## Reading text
As for your question, it's an awesome one. To this point I have not received
any negative feedback from developers but I've also only pushed testing
traffic through the site. It's entirely possible that I will receive negative
feedback as the site grows, though I obviously hope developers see worthyy as
helping more than hurting.

My perspective is this: I could easily start yet another blog that covers web
services and each post would be just another singular perspective on each
site. Try as I might to avoid it, my opinions, impressions and perspective
will inevitably come through as visitors read my take on each site. My
perspective will weigh heavily on whether or not readers end up clicking
through. I don't want this.

I want the developer's work to do the talking. Developers put tremendous
amounts of time and thought into building these sites. I obviously don't need
to tell you that. Why should I be just another guy who covers their work on my
blog, inevitably misrepresents something, misses covering key functionality,
etc? I want worthyy users to see and experience each site as the developer
envisioned it - without preconceived impressions from my opinion or anyone
else's for that matter. I then make it as easy as possible for the user to
bookmark the site and should they choose to click through and discuss the
site, there is always a direct link waiting for them.

## Extracted material
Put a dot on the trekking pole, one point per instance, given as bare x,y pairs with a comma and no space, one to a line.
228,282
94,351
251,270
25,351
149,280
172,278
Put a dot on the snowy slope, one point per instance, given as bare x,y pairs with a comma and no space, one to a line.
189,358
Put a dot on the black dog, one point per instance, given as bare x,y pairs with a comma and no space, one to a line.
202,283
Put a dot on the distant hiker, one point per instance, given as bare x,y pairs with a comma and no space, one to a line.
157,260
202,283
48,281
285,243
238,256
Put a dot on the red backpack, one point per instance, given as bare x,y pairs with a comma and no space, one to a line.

## Goal of the exercise
Output the passage from the text about the site word for word, starting with "As for your" and going on through "more than hurting.". The entries are separate material and have nothing to do with the text about the site.

## Written answer
As for your question, it's an awesome one. To this point I have not received
any negative feedback from developers but I've also only pushed testing
traffic through the site. It's entirely possible that I will receive negative
feedback as the site grows, though I obviously hope developers see worthyy as
helping more than hurting.